### EXERCISE OBJECTIVE
Reproduce the following lines exactly as they appear.
++++ MATERIAL PROVIDED ++++
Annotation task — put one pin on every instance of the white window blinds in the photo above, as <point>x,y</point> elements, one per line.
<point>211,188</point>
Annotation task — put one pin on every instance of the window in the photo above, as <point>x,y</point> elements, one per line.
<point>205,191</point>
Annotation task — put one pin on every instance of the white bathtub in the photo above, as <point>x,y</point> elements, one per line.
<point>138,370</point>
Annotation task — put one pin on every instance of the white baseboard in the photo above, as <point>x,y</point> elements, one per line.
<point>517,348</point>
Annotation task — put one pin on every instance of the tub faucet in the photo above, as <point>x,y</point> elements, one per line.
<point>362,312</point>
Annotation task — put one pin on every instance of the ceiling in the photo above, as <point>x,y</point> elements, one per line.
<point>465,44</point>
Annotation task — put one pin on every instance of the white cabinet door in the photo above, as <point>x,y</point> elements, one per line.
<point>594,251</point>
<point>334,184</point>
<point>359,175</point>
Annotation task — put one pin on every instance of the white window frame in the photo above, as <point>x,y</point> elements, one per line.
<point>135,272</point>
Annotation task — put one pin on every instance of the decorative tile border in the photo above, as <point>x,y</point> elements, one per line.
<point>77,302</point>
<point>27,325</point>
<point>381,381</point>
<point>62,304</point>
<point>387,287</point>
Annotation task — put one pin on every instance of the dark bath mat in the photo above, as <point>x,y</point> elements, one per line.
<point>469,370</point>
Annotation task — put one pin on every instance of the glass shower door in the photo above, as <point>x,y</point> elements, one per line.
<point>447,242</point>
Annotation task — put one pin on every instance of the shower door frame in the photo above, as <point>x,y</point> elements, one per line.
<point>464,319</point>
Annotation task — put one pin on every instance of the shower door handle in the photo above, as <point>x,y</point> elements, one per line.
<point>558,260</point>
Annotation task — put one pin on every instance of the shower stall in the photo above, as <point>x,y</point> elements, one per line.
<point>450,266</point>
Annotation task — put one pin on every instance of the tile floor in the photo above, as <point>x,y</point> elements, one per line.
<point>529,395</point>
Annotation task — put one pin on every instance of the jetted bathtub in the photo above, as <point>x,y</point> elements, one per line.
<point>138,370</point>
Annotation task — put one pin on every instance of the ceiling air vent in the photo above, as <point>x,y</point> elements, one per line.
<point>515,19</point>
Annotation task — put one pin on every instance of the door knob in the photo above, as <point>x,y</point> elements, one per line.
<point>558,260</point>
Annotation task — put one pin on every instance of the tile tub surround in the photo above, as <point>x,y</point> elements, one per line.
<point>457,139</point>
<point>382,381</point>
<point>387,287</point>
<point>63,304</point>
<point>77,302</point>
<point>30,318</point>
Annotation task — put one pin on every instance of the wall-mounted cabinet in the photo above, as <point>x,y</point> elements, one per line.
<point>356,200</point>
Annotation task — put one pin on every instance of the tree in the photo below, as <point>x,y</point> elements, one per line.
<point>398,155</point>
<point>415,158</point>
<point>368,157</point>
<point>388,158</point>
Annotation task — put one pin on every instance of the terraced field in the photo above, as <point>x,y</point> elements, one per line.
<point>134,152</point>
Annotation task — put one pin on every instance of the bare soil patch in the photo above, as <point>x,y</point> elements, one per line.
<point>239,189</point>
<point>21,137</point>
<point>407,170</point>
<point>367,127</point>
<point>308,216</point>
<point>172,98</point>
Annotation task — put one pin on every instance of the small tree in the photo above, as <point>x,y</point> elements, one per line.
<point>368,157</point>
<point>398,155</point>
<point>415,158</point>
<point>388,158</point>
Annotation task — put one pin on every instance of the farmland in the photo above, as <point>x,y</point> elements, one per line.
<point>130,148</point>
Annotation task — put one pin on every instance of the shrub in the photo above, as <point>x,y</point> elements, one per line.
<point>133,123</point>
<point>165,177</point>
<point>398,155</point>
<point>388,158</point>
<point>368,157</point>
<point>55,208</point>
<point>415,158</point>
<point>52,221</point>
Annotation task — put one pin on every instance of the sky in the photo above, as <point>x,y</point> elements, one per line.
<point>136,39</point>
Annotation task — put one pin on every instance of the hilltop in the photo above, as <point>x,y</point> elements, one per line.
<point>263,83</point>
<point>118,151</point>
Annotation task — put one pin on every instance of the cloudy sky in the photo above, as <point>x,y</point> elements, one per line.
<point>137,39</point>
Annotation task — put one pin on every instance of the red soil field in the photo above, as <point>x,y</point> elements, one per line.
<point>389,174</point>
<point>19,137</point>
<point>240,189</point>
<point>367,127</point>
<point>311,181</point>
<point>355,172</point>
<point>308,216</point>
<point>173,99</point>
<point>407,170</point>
++++
### FULL ANSWER
Annotation task — put one pin on every instance of the white window blinds in the photo above, as <point>x,y</point> elements, one per line.
<point>211,188</point>
Annotation task — put one pin on every instance of the window in the photo above, as <point>x,y</point> elements, one per line.
<point>205,191</point>
Annotation task — put one pin on every instance of the white bathtub in the photo above, as <point>x,y</point> elements, one per line.
<point>138,370</point>
Annotation task — put one pin on every instance of the white baseboard in the photo above, as <point>x,y</point> elements, one per line.
<point>517,348</point>
Annotation task — put one pin on every instance of the tub faucet in the photo above, as <point>x,y</point> elements, one per line.
<point>362,312</point>
Annotation task — put one pin on every instance of the ceiling in the photo above, as <point>x,y</point> elements, one per line.
<point>465,44</point>
Annotation task — put one pin on every instance of the white cabinet door in the photo above, as <point>x,y</point> elements, one per line.
<point>594,251</point>
<point>334,184</point>
<point>359,175</point>
Annotation task — put one pin on every instance of the white window frame in the photo above, as <point>x,y</point> elements, one per line.
<point>135,272</point>
Annotation task — put one pin on every instance of the decorative tile border in the photo above, as <point>x,y</point> elements, one per line.
<point>77,302</point>
<point>27,325</point>
<point>381,381</point>
<point>62,304</point>
<point>387,287</point>
Annotation task — put one pin on every instance of the dark bath mat in the photo above, as <point>x,y</point> elements, one per line.
<point>469,370</point>
Annotation task — put one pin on every instance of the glass shower door in the photo above, as <point>x,y</point> elements, one per line.
<point>447,242</point>
Annotation task — put one pin on every instance of the shower door frame in the photo above, as <point>x,y</point> elements, one per line.
<point>464,319</point>
Annotation task — put one pin on every instance of the shower door handle in the photo above, as <point>x,y</point> elements, one per line.
<point>558,260</point>
Annotation task — put one pin on every instance of the shower stall in the photo above, as <point>x,y</point> elements, one per line.
<point>450,266</point>
Annotation task — put one pin on every instance of the tile floor in the photo above, as <point>x,y</point> elements, one per line.
<point>529,395</point>
Annotation task — put one pin on every instance of the jetted bathtub in the photo above, as <point>x,y</point> elements, one per line.
<point>138,370</point>
Annotation task — put one pin on every instance of the ceiling air vent in the photo above, as <point>x,y</point> elements, one per line.
<point>515,19</point>
Annotation task — put one pin on every instance of the door knob in the photo above, as <point>x,y</point> elements, one per line.
<point>558,260</point>
Annotation task — put one pin on every instance of the tile tub surround in the photo above, as <point>x,y</point> elements, one per line.
<point>457,139</point>
<point>382,381</point>
<point>387,287</point>
<point>63,304</point>
<point>77,302</point>
<point>30,318</point>
Annotation task — put one pin on every instance of the wall-mounted cabinet in the photo above, as <point>x,y</point> elements, one per line.
<point>356,200</point>
Annotation task — put one pin on every instance of the tree in the photo below, as <point>x,y</point> elements, one per line.
<point>398,155</point>
<point>415,158</point>
<point>368,157</point>
<point>388,158</point>
Annotation task — put one pin on every instance of the terraced field in the photo above, as <point>x,y</point> elements, one per line.
<point>134,152</point>
Annotation task — put one pin on every instance of the bare soil patch in the photo above, as <point>x,y</point> elements, one per line.
<point>239,189</point>
<point>21,137</point>
<point>407,170</point>
<point>367,127</point>
<point>308,216</point>
<point>172,98</point>
Annotation task — put one pin on every instance of the small tree in the photo above, as <point>x,y</point> elements, one per line.
<point>368,157</point>
<point>398,155</point>
<point>415,158</point>
<point>388,158</point>
Annotation task — put one pin on every instance of the farmland in the photo above, as <point>x,y</point> elements, one per line.
<point>130,148</point>
Annotation task — put one pin on every instance of the shrub in the photo above, as <point>x,y</point> elements, one per line.
<point>133,123</point>
<point>165,177</point>
<point>398,155</point>
<point>388,158</point>
<point>368,157</point>
<point>55,208</point>
<point>415,158</point>
<point>52,221</point>
Annotation task — put one pin on every instance of the sky in the photo above, as <point>x,y</point> elements, one per line.
<point>136,39</point>
Annotation task — put one pin on every instance of the hilltop in the photo above, as <point>x,y</point> elements, one per line.
<point>263,83</point>
<point>118,151</point>
Annotation task — put one pin on every instance of the cloudy sky in the photo above, as <point>x,y</point> elements, one per line.
<point>137,39</point>
Annotation task — put one pin on every instance of the red soil field in the photo above, as <point>x,y</point> elements, one per line.
<point>389,174</point>
<point>19,137</point>
<point>240,189</point>
<point>367,127</point>
<point>311,181</point>
<point>355,172</point>
<point>308,216</point>
<point>173,99</point>
<point>407,170</point>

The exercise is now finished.